--- BEGIN Given records ---
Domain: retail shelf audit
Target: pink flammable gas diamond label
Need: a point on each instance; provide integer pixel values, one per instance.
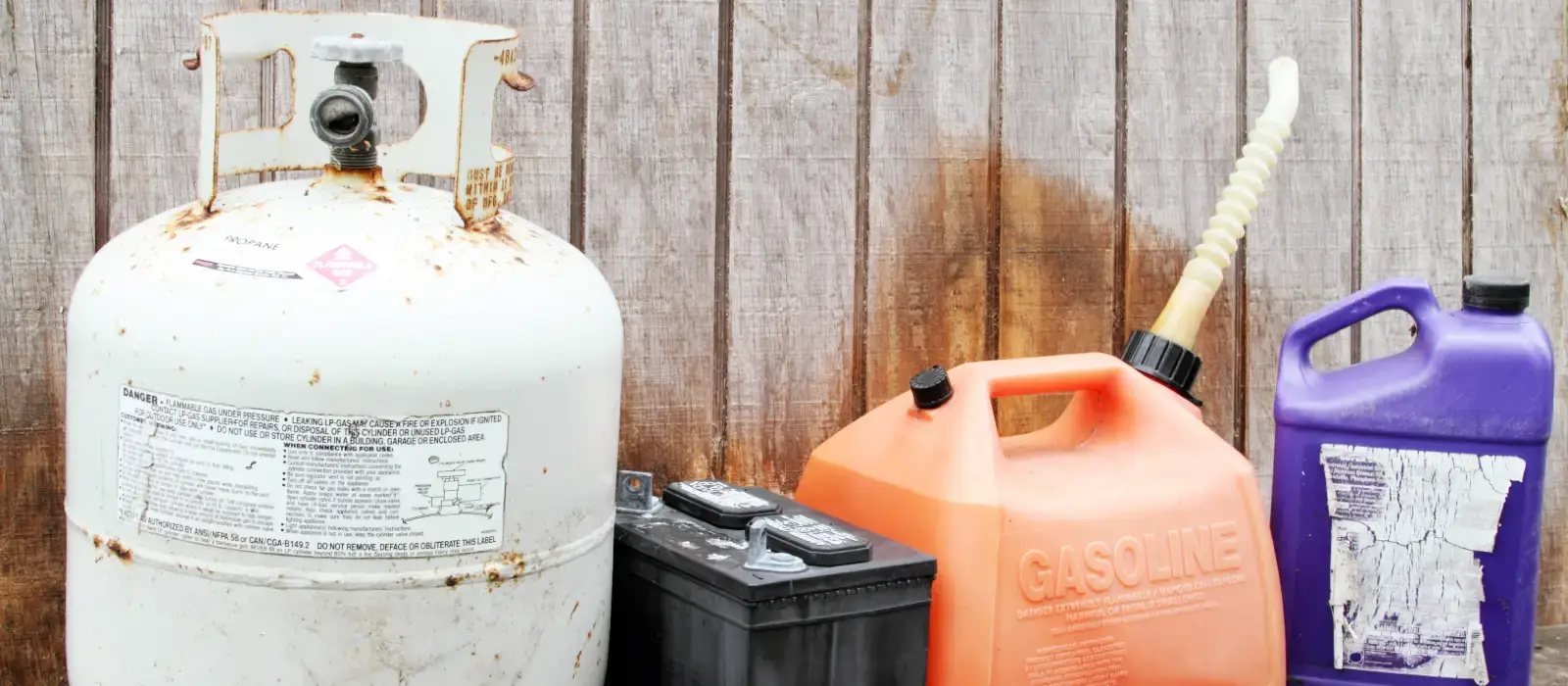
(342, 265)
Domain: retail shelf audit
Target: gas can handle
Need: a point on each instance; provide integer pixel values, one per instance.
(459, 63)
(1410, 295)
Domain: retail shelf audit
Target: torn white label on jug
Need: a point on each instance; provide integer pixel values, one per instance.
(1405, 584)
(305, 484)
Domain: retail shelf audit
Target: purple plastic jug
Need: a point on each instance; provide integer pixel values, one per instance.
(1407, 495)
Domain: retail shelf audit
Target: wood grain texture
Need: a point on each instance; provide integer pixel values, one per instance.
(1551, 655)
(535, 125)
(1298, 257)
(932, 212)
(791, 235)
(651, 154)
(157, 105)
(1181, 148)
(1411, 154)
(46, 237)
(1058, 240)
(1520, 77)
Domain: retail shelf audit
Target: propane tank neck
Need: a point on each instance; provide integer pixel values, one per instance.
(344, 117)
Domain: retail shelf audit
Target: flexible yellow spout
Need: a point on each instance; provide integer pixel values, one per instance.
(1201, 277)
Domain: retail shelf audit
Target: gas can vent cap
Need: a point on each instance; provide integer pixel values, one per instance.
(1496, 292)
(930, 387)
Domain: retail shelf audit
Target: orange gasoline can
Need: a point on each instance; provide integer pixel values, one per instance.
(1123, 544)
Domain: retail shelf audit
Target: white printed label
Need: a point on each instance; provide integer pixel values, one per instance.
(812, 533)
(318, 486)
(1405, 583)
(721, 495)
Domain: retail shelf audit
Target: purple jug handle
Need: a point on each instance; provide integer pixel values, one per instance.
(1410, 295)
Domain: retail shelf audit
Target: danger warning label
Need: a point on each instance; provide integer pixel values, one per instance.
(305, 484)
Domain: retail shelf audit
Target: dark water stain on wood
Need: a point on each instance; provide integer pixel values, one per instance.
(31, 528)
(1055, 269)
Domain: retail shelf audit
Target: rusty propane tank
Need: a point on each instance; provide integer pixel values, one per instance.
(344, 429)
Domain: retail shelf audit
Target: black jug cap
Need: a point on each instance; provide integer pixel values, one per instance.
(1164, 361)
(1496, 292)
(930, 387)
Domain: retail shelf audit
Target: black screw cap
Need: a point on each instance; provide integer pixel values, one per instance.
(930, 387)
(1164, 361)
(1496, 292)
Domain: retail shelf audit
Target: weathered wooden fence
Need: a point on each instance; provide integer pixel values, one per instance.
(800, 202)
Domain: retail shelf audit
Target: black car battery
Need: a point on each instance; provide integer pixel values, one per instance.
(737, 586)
--- END Given records ---
--- BEGIN Given records ---
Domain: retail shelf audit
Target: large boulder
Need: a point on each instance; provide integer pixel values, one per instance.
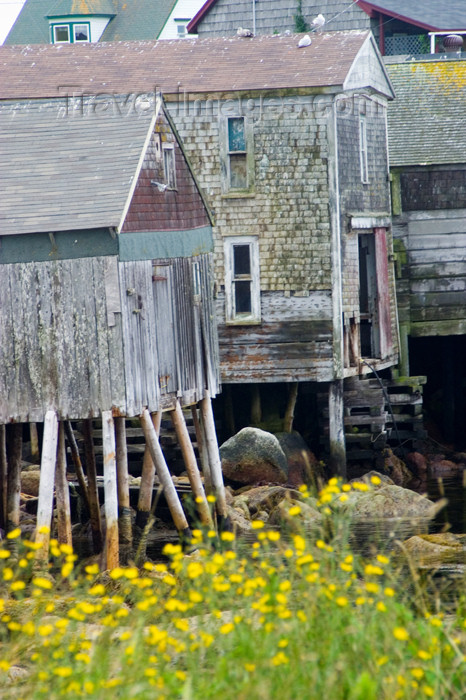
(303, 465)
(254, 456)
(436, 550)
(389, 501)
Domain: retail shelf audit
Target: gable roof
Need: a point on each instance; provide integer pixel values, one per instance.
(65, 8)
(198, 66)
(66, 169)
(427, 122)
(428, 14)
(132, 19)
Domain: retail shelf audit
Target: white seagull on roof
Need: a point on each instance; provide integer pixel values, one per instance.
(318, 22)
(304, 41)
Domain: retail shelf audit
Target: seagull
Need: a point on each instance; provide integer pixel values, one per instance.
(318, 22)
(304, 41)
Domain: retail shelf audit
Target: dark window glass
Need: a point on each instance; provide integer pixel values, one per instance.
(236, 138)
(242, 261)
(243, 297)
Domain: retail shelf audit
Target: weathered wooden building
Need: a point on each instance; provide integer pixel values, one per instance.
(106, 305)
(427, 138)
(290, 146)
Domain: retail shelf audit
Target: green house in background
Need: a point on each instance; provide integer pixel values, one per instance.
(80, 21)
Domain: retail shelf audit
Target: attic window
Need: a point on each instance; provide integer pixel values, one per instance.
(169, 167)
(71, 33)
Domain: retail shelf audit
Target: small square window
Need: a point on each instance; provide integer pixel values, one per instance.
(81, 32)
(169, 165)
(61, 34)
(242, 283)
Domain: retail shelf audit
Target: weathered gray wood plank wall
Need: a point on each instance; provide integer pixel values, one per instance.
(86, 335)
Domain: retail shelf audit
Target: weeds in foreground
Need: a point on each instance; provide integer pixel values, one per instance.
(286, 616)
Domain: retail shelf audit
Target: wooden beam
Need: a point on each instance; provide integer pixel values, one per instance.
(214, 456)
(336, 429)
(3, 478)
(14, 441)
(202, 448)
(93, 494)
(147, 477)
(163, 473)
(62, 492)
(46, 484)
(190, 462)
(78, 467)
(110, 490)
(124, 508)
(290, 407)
--- END Given records ---
Your goal - Return each line above that contains the string "tank". The match is case-sensitive.

Exercise solution -
Target: propane tank neck
Target: rusty propane tank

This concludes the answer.